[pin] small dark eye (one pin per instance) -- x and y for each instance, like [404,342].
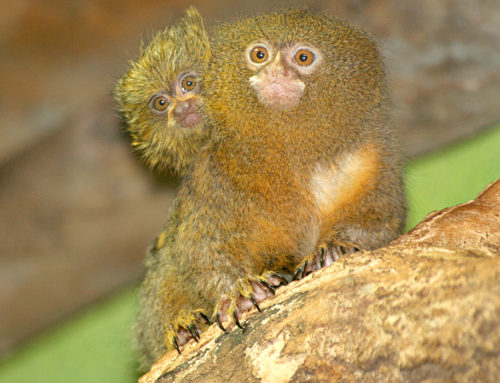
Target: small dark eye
[160,103]
[304,57]
[259,54]
[189,83]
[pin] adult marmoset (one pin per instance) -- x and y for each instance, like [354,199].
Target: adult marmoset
[301,166]
[159,97]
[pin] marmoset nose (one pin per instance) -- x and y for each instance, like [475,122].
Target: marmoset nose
[182,107]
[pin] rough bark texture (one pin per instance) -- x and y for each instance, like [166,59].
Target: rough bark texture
[424,308]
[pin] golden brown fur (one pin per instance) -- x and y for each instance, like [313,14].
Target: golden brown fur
[272,184]
[161,141]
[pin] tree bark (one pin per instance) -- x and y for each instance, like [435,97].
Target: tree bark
[424,308]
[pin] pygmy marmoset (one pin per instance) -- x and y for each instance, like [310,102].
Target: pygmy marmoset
[159,97]
[301,164]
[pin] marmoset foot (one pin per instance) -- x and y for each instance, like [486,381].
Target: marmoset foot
[247,293]
[324,255]
[188,325]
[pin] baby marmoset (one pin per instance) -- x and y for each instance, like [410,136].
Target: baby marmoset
[301,161]
[159,97]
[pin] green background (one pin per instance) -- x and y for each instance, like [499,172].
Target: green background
[95,346]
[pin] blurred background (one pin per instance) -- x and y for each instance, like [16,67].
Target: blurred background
[77,208]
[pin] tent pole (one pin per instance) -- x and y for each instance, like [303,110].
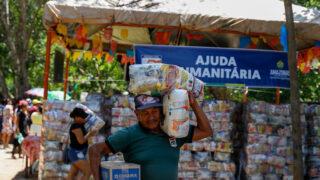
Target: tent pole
[294,94]
[66,78]
[245,92]
[47,65]
[178,37]
[278,96]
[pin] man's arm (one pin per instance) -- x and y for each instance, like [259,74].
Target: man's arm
[95,152]
[203,128]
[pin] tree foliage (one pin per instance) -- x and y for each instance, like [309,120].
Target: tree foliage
[20,31]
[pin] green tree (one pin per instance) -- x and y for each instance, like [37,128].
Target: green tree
[20,29]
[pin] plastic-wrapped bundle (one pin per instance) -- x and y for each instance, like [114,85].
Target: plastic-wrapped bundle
[122,112]
[186,175]
[175,108]
[224,147]
[218,106]
[276,161]
[258,118]
[115,129]
[56,126]
[258,148]
[256,176]
[120,101]
[57,115]
[189,166]
[120,121]
[52,135]
[257,107]
[85,108]
[223,175]
[223,136]
[51,166]
[93,106]
[51,145]
[69,105]
[163,77]
[257,159]
[217,116]
[96,139]
[257,138]
[54,104]
[65,167]
[93,123]
[210,146]
[195,146]
[202,156]
[52,156]
[220,156]
[146,77]
[203,174]
[185,156]
[221,166]
[116,157]
[118,169]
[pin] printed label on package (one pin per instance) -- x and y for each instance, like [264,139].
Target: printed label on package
[223,66]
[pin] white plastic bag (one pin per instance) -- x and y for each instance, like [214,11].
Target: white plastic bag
[175,109]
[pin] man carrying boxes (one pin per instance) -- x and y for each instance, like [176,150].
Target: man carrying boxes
[146,143]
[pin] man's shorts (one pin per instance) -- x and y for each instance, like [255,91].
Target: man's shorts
[76,155]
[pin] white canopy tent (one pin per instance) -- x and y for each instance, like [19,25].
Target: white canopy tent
[223,21]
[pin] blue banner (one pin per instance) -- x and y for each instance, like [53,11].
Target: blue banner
[222,66]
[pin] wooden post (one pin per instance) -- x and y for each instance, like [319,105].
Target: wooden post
[294,94]
[47,65]
[245,92]
[278,96]
[66,78]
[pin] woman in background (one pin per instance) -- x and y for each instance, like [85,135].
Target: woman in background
[7,129]
[22,127]
[79,145]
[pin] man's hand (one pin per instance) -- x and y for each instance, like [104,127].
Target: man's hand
[95,152]
[203,129]
[92,133]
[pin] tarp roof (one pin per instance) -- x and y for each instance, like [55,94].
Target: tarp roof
[251,17]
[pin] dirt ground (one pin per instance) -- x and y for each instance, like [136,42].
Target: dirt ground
[12,168]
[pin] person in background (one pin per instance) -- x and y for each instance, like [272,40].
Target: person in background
[36,106]
[21,127]
[1,110]
[7,128]
[36,116]
[79,145]
[146,144]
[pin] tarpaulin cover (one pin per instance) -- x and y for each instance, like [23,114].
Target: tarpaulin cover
[246,16]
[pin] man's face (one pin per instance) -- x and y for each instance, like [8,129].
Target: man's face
[79,119]
[149,118]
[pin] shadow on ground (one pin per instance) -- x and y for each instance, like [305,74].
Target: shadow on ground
[21,176]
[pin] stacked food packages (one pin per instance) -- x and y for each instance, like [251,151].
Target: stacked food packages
[211,158]
[175,108]
[145,78]
[313,140]
[122,116]
[269,144]
[56,125]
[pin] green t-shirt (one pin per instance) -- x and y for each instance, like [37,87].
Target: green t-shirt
[157,156]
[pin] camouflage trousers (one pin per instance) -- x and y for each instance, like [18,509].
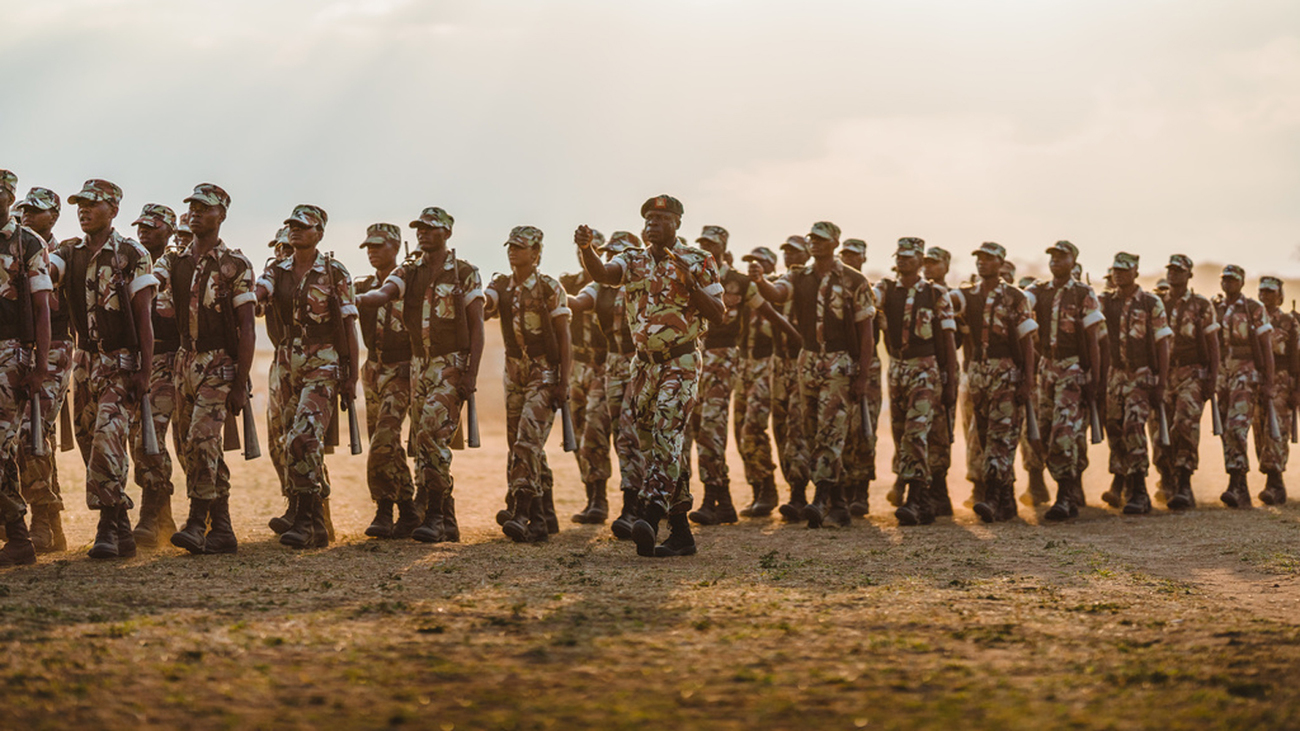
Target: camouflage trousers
[618,375]
[528,424]
[104,412]
[154,472]
[1273,453]
[306,385]
[859,453]
[709,423]
[792,450]
[659,401]
[996,418]
[388,399]
[434,416]
[593,444]
[1127,411]
[754,401]
[203,383]
[1184,402]
[826,381]
[13,409]
[1062,418]
[913,396]
[1238,396]
[39,475]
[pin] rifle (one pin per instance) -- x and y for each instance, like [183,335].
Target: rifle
[345,359]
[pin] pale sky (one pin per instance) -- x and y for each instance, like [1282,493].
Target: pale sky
[1139,125]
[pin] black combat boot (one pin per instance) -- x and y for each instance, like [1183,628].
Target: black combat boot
[191,536]
[221,536]
[302,531]
[815,511]
[793,510]
[1139,502]
[18,549]
[680,541]
[382,524]
[645,531]
[105,535]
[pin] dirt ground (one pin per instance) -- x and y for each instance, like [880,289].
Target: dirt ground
[1105,622]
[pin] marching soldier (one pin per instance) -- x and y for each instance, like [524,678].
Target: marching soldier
[442,311]
[386,381]
[1194,366]
[1246,377]
[534,314]
[312,298]
[107,282]
[155,228]
[1139,372]
[39,474]
[1286,355]
[833,312]
[1001,373]
[670,289]
[213,298]
[918,331]
[24,358]
[1069,315]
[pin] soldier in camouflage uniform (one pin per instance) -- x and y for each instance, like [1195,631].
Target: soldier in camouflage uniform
[1286,357]
[670,288]
[386,381]
[312,298]
[442,310]
[25,288]
[155,228]
[108,285]
[213,302]
[39,474]
[1069,316]
[1246,377]
[833,312]
[1139,372]
[534,323]
[1194,363]
[917,323]
[1000,370]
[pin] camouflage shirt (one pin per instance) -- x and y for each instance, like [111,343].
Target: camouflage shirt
[658,301]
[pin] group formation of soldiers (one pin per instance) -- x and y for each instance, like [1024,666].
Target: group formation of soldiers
[653,347]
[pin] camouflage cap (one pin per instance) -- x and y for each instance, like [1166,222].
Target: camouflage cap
[95,190]
[209,194]
[1125,260]
[155,215]
[991,249]
[936,254]
[714,234]
[761,254]
[826,229]
[382,234]
[620,242]
[308,215]
[433,217]
[525,237]
[797,243]
[662,203]
[1064,247]
[40,199]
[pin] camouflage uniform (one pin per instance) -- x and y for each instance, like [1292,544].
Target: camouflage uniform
[1243,321]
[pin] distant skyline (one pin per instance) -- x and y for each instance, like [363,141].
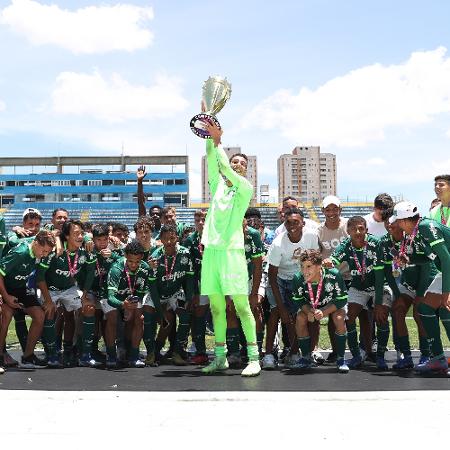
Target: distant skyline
[366,81]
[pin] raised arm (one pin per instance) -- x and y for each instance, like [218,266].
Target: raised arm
[140,174]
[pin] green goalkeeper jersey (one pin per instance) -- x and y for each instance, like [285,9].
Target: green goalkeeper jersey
[120,286]
[223,224]
[333,290]
[254,248]
[371,256]
[55,270]
[171,274]
[18,266]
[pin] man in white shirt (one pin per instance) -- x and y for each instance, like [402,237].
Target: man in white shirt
[374,220]
[290,202]
[331,233]
[283,265]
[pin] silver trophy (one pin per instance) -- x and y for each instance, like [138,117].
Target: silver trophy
[216,92]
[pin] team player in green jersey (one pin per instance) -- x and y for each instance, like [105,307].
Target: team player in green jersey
[200,303]
[441,211]
[15,270]
[320,292]
[224,265]
[171,289]
[434,237]
[65,280]
[363,254]
[98,295]
[407,284]
[127,287]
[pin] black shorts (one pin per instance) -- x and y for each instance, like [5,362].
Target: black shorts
[24,296]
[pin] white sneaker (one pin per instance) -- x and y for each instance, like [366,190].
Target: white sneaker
[253,369]
[234,359]
[317,357]
[292,360]
[269,362]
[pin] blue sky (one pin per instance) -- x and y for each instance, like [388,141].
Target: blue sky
[368,81]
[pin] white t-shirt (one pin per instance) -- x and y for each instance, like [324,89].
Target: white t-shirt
[309,225]
[331,239]
[374,227]
[281,252]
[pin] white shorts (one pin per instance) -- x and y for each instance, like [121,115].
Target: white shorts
[436,285]
[410,292]
[362,297]
[263,284]
[171,302]
[95,300]
[100,304]
[70,298]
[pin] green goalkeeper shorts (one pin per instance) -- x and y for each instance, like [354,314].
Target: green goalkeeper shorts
[224,272]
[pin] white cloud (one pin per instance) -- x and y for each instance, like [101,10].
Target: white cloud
[93,29]
[114,99]
[360,106]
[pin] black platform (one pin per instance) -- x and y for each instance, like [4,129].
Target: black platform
[189,378]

> [TASK ITEM]
Write out exactly the run of lines above that starts at the line containing "Target: tarp roof" and ends at the line containing "[pin] black combat". Include both, and leave the pictures out.

> [WRITTEN SOLUTION]
Target: tarp roof
[251,17]
[pin] dirt ground (one pin per instance) -- x and y for each instance, like [136,42].
Target: dirt ground
[12,168]
[pin] person in background (one pin per instance) -- x and y for each instance, like [272,40].
Target: person in background
[36,106]
[21,127]
[1,110]
[7,128]
[36,116]
[79,145]
[146,144]
[pin] tarpaulin cover (one pin per instance) -- x and y for each instance, like [23,114].
Target: tarpaulin cover
[246,16]
[pin] man's face (one pin per instance) -- x and y for each instance, like [8,129].
Target: man's face
[79,119]
[149,118]
[pin] shadow on ground (one pin per instance) -- x and y for each instance, like [305,74].
Target: shadow on ground
[21,176]
[pin] stacked food packages (one pin per instance) -- x and y for each instance, like [251,151].
Target: stacked food packages
[211,158]
[175,108]
[145,78]
[313,140]
[122,116]
[269,144]
[56,125]
[pin] green t-shirt (one pin per instance) -- x and y for each instance, like [37,87].
Target: green t-shirt
[157,156]
[pin] camouflage trousers (one pin per instance) -- x and y for each instance, like [18,509].
Target: camouflage trousers
[618,375]
[528,424]
[104,412]
[154,472]
[1273,453]
[306,385]
[859,453]
[709,423]
[792,450]
[659,401]
[996,418]
[388,399]
[434,416]
[593,444]
[1127,411]
[754,401]
[203,383]
[1184,402]
[826,381]
[13,409]
[1062,418]
[913,396]
[1238,396]
[39,475]
[pin] rifle (one pin per instance) -- x and y for each instance, like [183,335].
Target: rifle
[345,359]
[pin] pale sky (one pin per instance) -- x and y for each instance, like [1282,493].
Target: pale sky
[1139,125]
[pin] black combat boot (one pin per instance) -- x and y for each instance, like [1183,628].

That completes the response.